* **Task brief**
Reproduce each line of the material precisely.

>> begin Data lines

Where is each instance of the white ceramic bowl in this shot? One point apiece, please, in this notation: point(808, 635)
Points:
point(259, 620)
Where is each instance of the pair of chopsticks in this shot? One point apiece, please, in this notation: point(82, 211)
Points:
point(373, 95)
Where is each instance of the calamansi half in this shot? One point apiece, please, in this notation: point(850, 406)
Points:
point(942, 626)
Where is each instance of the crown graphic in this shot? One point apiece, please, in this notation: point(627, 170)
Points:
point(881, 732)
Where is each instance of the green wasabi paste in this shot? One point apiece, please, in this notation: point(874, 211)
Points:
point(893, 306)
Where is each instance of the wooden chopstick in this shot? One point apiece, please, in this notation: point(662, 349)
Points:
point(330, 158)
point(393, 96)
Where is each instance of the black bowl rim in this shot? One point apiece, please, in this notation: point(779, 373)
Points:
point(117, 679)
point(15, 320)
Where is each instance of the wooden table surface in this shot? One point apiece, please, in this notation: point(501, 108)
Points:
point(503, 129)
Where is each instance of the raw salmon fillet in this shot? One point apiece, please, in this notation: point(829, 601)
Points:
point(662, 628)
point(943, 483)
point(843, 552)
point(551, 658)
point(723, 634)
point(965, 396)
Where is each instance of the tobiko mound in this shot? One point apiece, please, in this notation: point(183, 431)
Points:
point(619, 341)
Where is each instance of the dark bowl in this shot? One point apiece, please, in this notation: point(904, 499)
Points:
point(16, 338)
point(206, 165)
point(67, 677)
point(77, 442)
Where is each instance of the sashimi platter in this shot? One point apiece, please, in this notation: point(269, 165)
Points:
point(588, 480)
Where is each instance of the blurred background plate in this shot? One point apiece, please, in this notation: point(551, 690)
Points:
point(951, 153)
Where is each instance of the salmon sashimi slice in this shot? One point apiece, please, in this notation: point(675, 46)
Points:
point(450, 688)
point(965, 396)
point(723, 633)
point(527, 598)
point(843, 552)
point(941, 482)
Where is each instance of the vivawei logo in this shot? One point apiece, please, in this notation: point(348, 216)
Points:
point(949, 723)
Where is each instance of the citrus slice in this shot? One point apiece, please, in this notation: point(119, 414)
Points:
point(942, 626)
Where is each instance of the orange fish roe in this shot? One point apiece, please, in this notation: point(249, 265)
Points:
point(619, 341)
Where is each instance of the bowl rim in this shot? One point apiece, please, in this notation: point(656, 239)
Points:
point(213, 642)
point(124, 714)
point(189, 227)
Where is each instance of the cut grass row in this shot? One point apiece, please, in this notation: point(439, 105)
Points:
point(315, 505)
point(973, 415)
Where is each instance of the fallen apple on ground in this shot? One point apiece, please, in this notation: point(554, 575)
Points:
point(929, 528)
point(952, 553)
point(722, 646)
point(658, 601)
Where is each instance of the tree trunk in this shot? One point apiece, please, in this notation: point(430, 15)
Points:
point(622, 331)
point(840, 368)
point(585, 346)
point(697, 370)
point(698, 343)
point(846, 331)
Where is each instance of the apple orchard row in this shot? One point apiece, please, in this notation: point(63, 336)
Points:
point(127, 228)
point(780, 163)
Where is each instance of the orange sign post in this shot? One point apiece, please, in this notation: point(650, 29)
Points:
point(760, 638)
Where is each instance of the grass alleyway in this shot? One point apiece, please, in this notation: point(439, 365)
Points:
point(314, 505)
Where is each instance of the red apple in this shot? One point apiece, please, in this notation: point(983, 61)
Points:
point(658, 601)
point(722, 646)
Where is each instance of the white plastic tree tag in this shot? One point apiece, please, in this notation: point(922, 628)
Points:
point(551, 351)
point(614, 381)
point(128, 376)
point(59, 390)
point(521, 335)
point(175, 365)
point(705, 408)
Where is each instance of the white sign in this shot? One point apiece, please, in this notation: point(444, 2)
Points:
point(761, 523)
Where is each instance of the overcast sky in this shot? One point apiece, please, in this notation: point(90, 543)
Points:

>> end Data lines

* **Result of the exercise**
Where is each instance of the white ceramic bowl in this shot? One point apiece, please, in this notation: point(808, 635)
Points:
point(259, 620)
Where is each instance of the pair of chopsticks in this shot? One point apiece, please, in this notation: point(82, 211)
Points:
point(373, 95)
Where is each instance of the calamansi half in this shot? One point apiece, please, in this notation: point(850, 406)
Points:
point(942, 626)
Where is each instance of the crown graphic in this shot? One point apiece, please, in this notation: point(627, 170)
Points:
point(881, 732)
Where is each instance of the green wasabi paste in this shot? One point apiece, please, in this notation: point(874, 211)
Points:
point(893, 306)
Where is each instance of the wooden chopstick in this shot? One point apiece, please, in this notation: point(662, 349)
Points:
point(330, 158)
point(393, 96)
Where is each instance of the black bowl rim in this shot? One point apiece, please, in this notation: point(779, 373)
Points:
point(117, 679)
point(15, 320)
Where is each instance of the wooden table surface in this shot? One point apiece, please, in this notation: point(501, 108)
Points:
point(503, 129)
Where is each instance of the raw salmon fillet in this shot? One point apiece, please, in this notation: point(829, 601)
Points:
point(662, 628)
point(943, 483)
point(843, 552)
point(551, 658)
point(723, 634)
point(965, 396)
Where is each instance of the tobiko mound in this shot? One point apiece, please, in this notation: point(183, 431)
Points:
point(619, 341)
Where is each instance of the dark bowl in this shot? One point apiece, please, in this notation: point(904, 499)
Points:
point(16, 338)
point(206, 165)
point(67, 677)
point(77, 442)
Where is each instance of the sashimi platter in this shot? One point apiece, please, in this notation: point(269, 165)
Points:
point(588, 480)
Where is each instance of the blurred background plate in this shot? One point apiece, please, in this notation: point(551, 690)
Points:
point(951, 153)
Where is each instance of the salmon sashimi slice in this shot? One point apiece, please, in this notation: point(675, 46)
Points:
point(450, 688)
point(965, 396)
point(723, 633)
point(527, 598)
point(843, 552)
point(941, 482)
Where is each instance of the vivawei logo in this shot? One point apiece, please, in this notation: point(348, 216)
Points:
point(949, 723)
Where is each instance of the citrus slice in this shot? One point apiece, please, in this notation: point(119, 414)
Points:
point(942, 626)
Where is each instance of the orange fish roe in this shot? One point apiece, please, in this notation: point(249, 265)
Points:
point(619, 341)
Where is each instance of the bowl rim in this shot? One point apiece, please, in this notation: point(656, 239)
Points:
point(213, 642)
point(124, 714)
point(189, 227)
Where is each instance of the cut grass row in this shot? One point apiece, please, in this notation: point(439, 105)
Points:
point(315, 505)
point(973, 415)
Where is each instance of the fallen apple on ground in this shot? One point apiece, please, in this notation: point(554, 575)
Points:
point(929, 528)
point(952, 553)
point(722, 646)
point(658, 601)
Where is each instance of the tree trunk in this shot? One point apiece, please, in this notation: point(430, 15)
Points:
point(622, 331)
point(840, 368)
point(585, 346)
point(697, 370)
point(698, 343)
point(846, 331)
Where is each instance of the apple orchard row in this shot? One point apiece, please, in this notation: point(63, 336)
Points:
point(127, 228)
point(780, 163)
Where is each instance of the orange sign post in this shot? One point apiece, please, in this notation: point(650, 29)
Points:
point(760, 638)
Where is each instance of the grass alleyway in this shot? One point apiece, please, in this notation: point(439, 365)
Points:
point(314, 505)
Where is each instance of the red apple in this shot? One point apiece, please, in this notation: point(983, 61)
Points:
point(658, 601)
point(722, 646)
Where is each instance of the white plastic tree tag in this shot? One point apiece, please, in this notation: point(922, 628)
Points:
point(551, 351)
point(614, 381)
point(128, 376)
point(59, 390)
point(521, 335)
point(175, 365)
point(705, 408)
Where is each instance of the white sign in this shot? One point apiece, please, in this notation: point(444, 2)
Points:
point(761, 523)
Where is each instance of the overcast sky in this shot? One point apiece, please, in this notation: point(90, 543)
Points:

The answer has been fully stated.